* Consigne écrite *
D'après l'extrait de page ci-dessous :
(a) Quelle raison le Conseil a-t-il privilégiée pour censurer la disposition ?
(b) Sur quoi porte l'article 19 du projet de loi initial ?
(c) Le Conseil constitutionnel s'est-il prononcé sur les autres griefs avant de censurer l'article ?

* Extrait de page *
= = = = =
Le Conseil n’a finalement pas relevé ce motif pour censurer la disposition. Il a privilégié une raison de forme et a considéré que la disposition était un cavalier législatif. Pour lui, la mesure ne « présente pas de lien, même indirect, avec les dispositions de l’article 19 du projet de loi initial, relatif au diplôme requis pour accéder à la profession d’avocat », ni avec les autres dispositions du projet de loi initial. « Dès lors, sans qu’il soit besoin de se prononcer sur les autres griefs et sans que le Conseil constitutionnel ne préjuge de la conformité du contenu de ces dispositions aux autres exigences constitutionnelles », il a censuré cet article.
= = = = =
* Extrait de données *

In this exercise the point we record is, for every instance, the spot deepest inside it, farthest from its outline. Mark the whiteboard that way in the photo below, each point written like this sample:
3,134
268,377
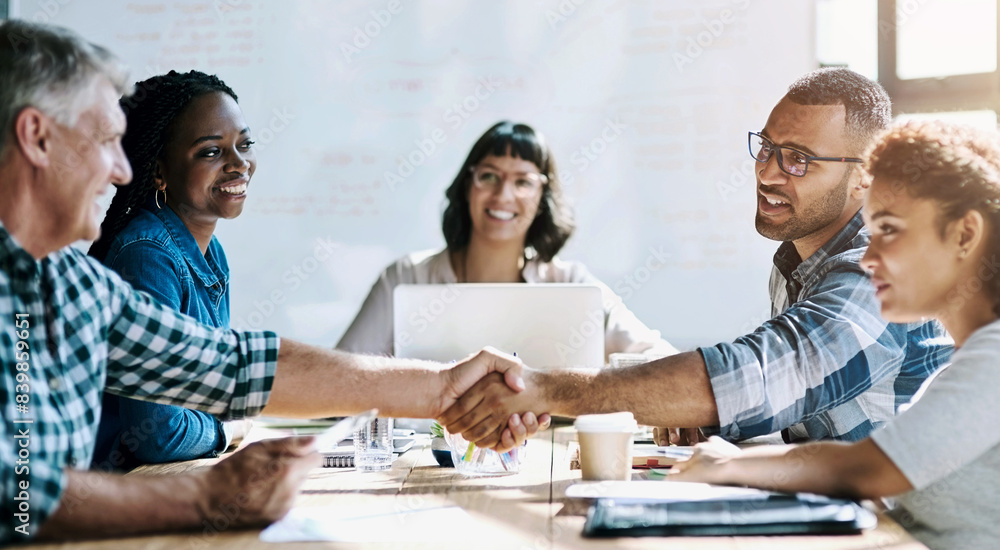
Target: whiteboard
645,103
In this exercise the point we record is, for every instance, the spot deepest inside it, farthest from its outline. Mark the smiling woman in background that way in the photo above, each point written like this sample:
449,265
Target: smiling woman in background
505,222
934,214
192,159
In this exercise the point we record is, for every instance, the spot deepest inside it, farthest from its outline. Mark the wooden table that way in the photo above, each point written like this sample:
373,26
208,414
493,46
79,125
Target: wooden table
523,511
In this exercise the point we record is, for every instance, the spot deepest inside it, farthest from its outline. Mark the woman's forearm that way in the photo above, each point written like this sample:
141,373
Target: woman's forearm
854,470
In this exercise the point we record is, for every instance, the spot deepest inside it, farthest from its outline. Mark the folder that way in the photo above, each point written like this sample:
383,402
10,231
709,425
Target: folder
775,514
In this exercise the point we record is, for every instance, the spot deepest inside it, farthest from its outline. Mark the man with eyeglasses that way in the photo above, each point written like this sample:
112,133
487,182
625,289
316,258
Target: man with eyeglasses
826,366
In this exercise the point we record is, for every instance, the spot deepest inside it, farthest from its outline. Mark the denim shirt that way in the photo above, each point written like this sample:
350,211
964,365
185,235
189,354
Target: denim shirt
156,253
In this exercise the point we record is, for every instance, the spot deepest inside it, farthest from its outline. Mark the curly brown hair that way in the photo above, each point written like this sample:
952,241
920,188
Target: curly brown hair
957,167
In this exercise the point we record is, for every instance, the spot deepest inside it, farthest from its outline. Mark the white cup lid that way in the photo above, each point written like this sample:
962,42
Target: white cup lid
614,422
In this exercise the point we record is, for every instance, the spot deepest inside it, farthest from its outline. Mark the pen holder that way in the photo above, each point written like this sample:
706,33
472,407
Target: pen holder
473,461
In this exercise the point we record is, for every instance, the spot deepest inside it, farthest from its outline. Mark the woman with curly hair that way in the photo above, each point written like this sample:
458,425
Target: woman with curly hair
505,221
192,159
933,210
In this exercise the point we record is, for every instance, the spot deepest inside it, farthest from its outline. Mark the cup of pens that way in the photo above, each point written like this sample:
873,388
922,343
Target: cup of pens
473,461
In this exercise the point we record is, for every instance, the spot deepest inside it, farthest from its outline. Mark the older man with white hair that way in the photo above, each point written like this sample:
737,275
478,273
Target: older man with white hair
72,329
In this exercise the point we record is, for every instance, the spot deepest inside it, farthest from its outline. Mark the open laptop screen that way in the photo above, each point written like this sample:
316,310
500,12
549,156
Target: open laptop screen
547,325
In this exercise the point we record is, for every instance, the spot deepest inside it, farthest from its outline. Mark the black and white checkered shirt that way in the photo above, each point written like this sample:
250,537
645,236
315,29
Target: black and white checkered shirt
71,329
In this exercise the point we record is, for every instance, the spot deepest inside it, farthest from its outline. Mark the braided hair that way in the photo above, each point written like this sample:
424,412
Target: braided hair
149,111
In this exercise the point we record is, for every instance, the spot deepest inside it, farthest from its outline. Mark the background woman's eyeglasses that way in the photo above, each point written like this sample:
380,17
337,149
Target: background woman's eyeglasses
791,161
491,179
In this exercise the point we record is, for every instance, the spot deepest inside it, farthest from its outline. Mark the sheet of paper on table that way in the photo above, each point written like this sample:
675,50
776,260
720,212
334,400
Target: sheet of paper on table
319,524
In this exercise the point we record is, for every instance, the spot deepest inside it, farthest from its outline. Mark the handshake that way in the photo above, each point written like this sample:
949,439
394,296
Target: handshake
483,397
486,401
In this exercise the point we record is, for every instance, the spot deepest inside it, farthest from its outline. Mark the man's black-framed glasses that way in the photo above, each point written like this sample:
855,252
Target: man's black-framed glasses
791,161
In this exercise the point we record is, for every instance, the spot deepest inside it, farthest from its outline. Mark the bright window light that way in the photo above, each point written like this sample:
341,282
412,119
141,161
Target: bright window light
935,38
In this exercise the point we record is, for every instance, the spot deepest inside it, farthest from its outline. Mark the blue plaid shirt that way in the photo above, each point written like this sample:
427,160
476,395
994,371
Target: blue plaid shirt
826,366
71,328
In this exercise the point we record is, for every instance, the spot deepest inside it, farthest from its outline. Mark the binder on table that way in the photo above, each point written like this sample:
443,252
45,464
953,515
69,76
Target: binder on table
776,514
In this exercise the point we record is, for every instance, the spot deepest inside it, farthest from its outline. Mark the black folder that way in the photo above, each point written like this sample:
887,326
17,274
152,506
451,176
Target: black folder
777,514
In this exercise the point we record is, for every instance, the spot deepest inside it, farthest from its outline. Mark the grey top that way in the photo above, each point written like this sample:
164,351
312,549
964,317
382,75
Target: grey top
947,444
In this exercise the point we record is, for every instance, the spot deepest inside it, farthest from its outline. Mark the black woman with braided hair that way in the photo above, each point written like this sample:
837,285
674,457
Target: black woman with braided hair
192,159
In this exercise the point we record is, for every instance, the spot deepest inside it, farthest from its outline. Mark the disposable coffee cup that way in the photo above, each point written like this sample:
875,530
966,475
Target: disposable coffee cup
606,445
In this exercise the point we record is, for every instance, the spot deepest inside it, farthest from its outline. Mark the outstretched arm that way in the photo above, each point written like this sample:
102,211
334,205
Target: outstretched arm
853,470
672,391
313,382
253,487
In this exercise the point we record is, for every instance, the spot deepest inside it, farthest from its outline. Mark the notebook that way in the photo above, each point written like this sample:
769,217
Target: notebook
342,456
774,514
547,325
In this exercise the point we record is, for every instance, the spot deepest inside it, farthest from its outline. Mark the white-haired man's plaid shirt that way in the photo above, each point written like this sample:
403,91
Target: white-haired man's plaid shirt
= = = = =
* Corrigé *
(a) Une raison de forme : il a considéré que la disposition était un cavalier législatif.
(b) Sur le diplôme requis pour accéder à la profession d'avocat.
(c) Non. Il a censuré l'article sans qu'il soit besoin de se prononcer sur les autres griefs.